··· Selected text

Exclusion criteria: Participants with any mental disorder, acute illness, smokers, and participants who were on medication or consumed alcohol were excluded from the study.

Study Procedure

The data were collected from participants in the human physiology lab of the Department of Physiology. Social distancing of six feet was maintained, and it was ensured that participants properly sanitised their hands before data collection.

• Information about age, sex, smoking habits, alcoholism, any mental disorder, any acute illness, and whether the participants were on drugs was collected in the personal history. Individuals with smoking habits, mental disorder, alcoholism, any acute illness, or who were on drugs were excluded from the study.
• The weight and height of the participants were measured using a weighing scale and stadiometer, respectively, and the values were entered into Excel sheets. The BMI of the participants was calculated using Quetelet’s index (16). Individuals with a BMI of more than 25 kg/m² were excluded from the study.
• Blood pressure was recorded using a mercury sphygmomanometer on the right arm in a sitting posture after ten minutes of rest. A total of three readings were taken, and the average of the readings was calculated. Individuals with hypotension and hypertension were excluded.

······
··· Provided records

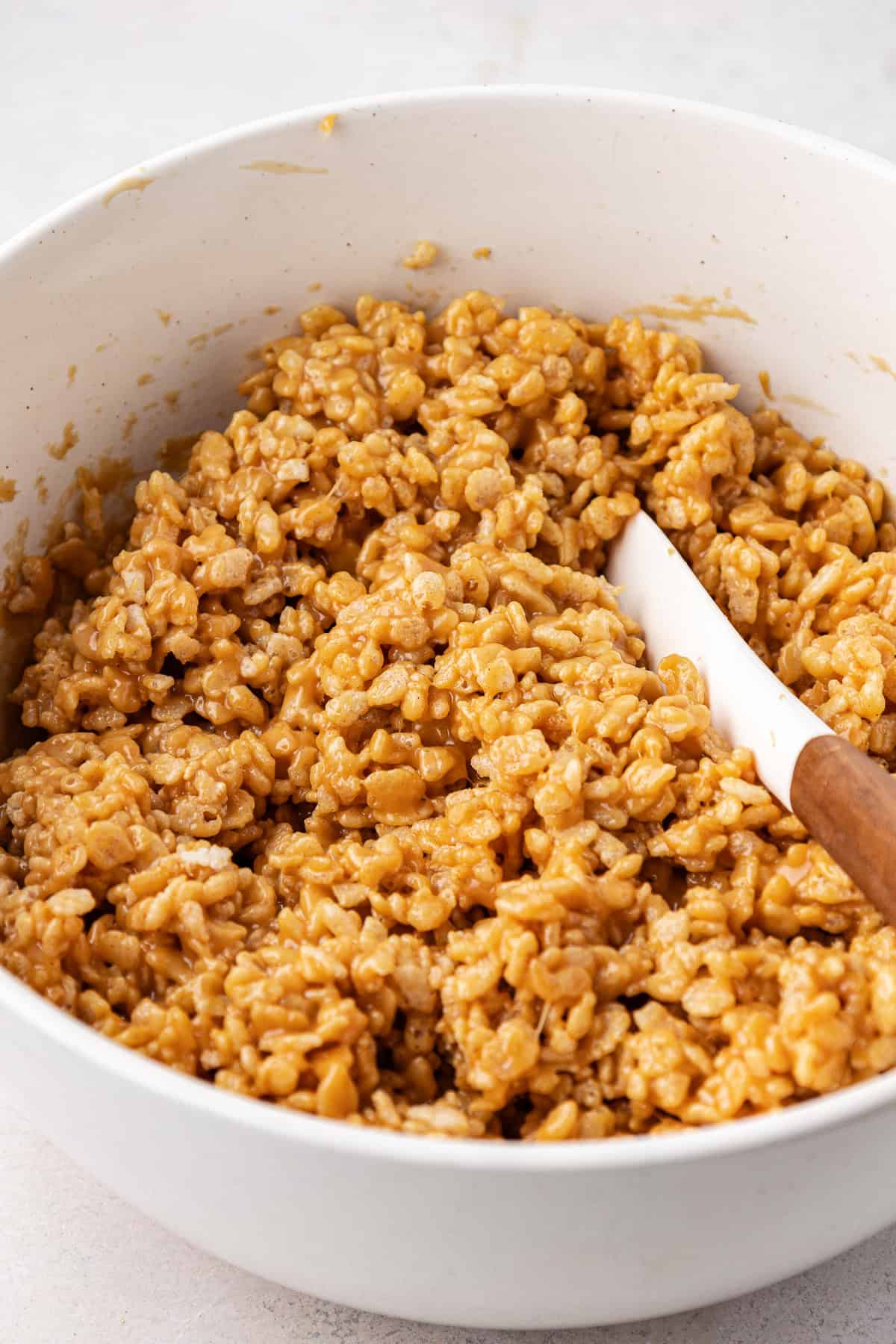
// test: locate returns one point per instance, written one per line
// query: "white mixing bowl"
(598, 202)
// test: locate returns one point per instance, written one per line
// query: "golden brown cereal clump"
(351, 789)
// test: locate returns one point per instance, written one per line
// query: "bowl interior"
(131, 315)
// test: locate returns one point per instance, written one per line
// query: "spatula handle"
(848, 803)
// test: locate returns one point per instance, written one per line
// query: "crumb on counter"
(425, 253)
(69, 440)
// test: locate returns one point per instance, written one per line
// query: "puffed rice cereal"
(348, 786)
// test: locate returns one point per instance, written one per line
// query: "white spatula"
(845, 800)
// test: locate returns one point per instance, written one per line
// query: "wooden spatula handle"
(848, 803)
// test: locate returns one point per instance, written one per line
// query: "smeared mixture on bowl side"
(351, 792)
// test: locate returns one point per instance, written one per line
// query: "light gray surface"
(87, 90)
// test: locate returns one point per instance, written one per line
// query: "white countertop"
(90, 89)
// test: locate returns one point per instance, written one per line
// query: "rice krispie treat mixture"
(349, 789)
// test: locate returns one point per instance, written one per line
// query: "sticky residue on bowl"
(695, 308)
(127, 184)
(280, 167)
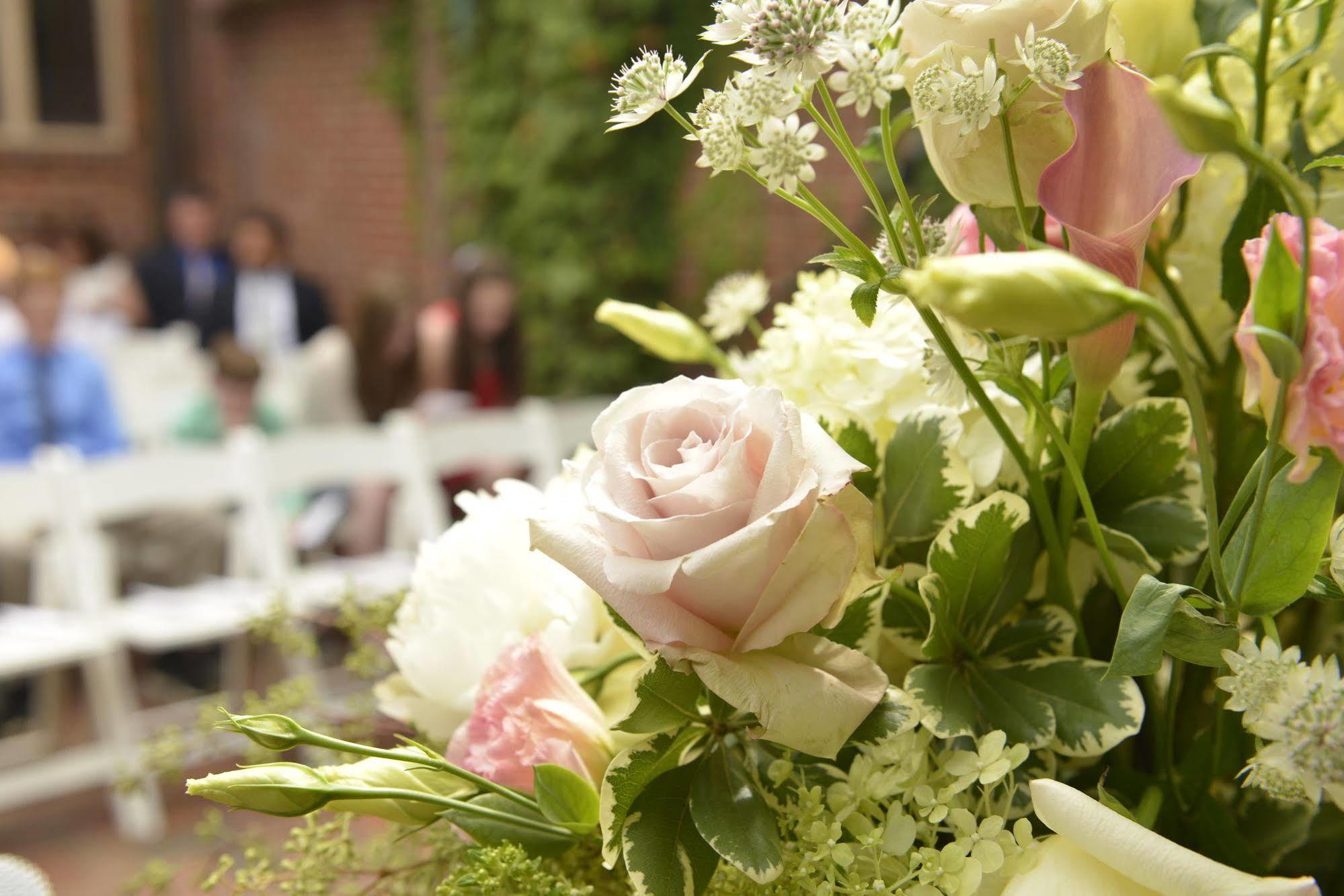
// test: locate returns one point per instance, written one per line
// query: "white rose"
(476, 590)
(972, 167)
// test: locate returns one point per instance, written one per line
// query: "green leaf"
(1136, 452)
(924, 480)
(1092, 714)
(1199, 639)
(975, 575)
(1326, 161)
(493, 831)
(565, 799)
(734, 819)
(1275, 301)
(865, 301)
(859, 445)
(664, 854)
(1263, 200)
(1218, 19)
(663, 699)
(632, 770)
(892, 717)
(1291, 539)
(944, 699)
(1143, 628)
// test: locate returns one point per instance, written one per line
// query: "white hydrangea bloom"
(1049, 62)
(733, 301)
(787, 153)
(838, 370)
(475, 590)
(644, 86)
(869, 77)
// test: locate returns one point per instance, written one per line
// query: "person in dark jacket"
(264, 304)
(180, 277)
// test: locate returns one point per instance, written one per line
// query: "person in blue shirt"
(51, 394)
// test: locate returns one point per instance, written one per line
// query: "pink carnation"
(531, 712)
(1315, 410)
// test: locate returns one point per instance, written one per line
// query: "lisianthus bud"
(270, 731)
(1203, 124)
(282, 789)
(1046, 293)
(399, 776)
(667, 333)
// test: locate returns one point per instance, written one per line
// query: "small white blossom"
(869, 77)
(1049, 62)
(733, 301)
(975, 95)
(645, 85)
(795, 36)
(787, 153)
(732, 19)
(754, 95)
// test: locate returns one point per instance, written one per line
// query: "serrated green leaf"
(565, 799)
(496, 831)
(632, 770)
(1136, 452)
(924, 480)
(865, 301)
(1291, 539)
(664, 854)
(663, 699)
(734, 819)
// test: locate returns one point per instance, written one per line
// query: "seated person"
(51, 393)
(265, 305)
(233, 402)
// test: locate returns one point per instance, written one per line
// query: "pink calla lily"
(1108, 188)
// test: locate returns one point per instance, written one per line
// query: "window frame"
(20, 129)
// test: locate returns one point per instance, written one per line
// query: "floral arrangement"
(986, 565)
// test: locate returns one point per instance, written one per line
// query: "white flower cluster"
(733, 302)
(1299, 711)
(838, 370)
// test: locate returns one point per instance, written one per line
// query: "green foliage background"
(581, 215)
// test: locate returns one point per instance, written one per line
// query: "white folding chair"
(54, 633)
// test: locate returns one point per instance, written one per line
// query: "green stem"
(1076, 472)
(1158, 263)
(416, 796)
(1088, 402)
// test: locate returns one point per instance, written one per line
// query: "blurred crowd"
(215, 329)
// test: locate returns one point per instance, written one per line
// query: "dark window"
(66, 59)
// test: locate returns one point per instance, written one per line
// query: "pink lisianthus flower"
(531, 712)
(1314, 415)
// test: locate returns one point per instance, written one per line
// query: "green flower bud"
(664, 332)
(1046, 293)
(1203, 124)
(282, 789)
(401, 776)
(270, 731)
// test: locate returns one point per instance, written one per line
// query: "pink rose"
(1315, 410)
(721, 524)
(531, 712)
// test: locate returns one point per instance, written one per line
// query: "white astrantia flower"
(869, 77)
(644, 86)
(754, 95)
(477, 589)
(838, 370)
(1049, 62)
(871, 22)
(975, 94)
(787, 153)
(733, 301)
(795, 36)
(732, 19)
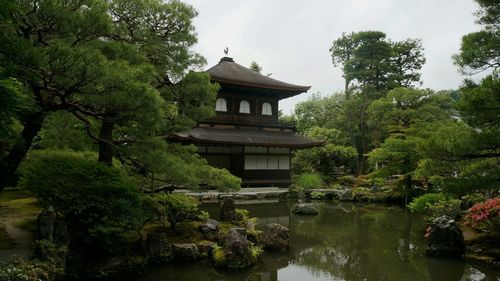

······

## Task list
**1)** In the study procedure text, how many blood pressure readings were taken from each participant?
**2)** Summarize the study procedure text in two sentences.
**3)** Write what comes next in the study procedure text, starting after its last sentence.

## Answers by item
**1)** Three readings were taken, and their average was calculated.

**2)** Data were collected in the Department of Physiology's human physiology lab, with social distancing and hand sanitizing. Personal history, BMI, and the average of three sitting blood pressure readings were used to exclude people who smoked, drank alcohol, were on drugs, had a mental disorder or acute illness, had a BMI over 25 kg/m², or had high or low blood pressure.

**3)**
• The stress levels of the participants were assessed using the PSS-10, a self-assessment test (17). The PSS-10 consists of ten questions, with each question worth four marks. A higher score indicates higher stress levels. Stress levels can be categorised as low (0-13), moderate (14-26), and high (27-40) using the PSS-10. Participants were questioned and graded based on their answers according to the PSS-10. The frequency of stress levels was calculated in the two groups and compared.
• The cognition of the participants was evaluated using the Modified Mini-mental State Examination (3MS) (18). The 3MS test consists of 15 sections and is scored out of a total of 100 marks. A higher score indicates better cognition. Participants were questioned, and a score was assigned based on their answers.
• The lung function of the participants, namely FVC, FEV1 and FEV1/FVC ratio, was measured using an Innotech computerised spirometer (12). The computerised spirometer utilises a mouthpiece through which the participants exhale and inhale air. Due to the Coronavirus Disease-2019 (COVID-2019) pandemic, a separate single-use disposable pulmonary function test filter mouthpiece (Spirosafe) was employed for each participant to prevent contamination and reduce the risk of COVID-19 transmission. The filter used is 99.99% efficient in preventing contamination. All necessary precautions were taken to avoid contamination. The mouthpiece, along with the filter, was connected to the computerised spirometer, which provided readings after conducting the test using the respiscan software installed on the computer. Participants were instructed to inhale with maximal effort, and exhale forcefully and rapidly with maximal effort into the mouthpiece attached to the computerised spirometer. Participants were guided to exhale for at least three seconds. FVC represents the volume of air exhaled forcefully and rapidly with maximal effort following a maximal inspiration, while FEV1 is the fraction of FVC exhaled during the first second of the pulmonary function test. Following the test, measurements for FVC, FEV1 and FEV1/FVC ratio were recorded.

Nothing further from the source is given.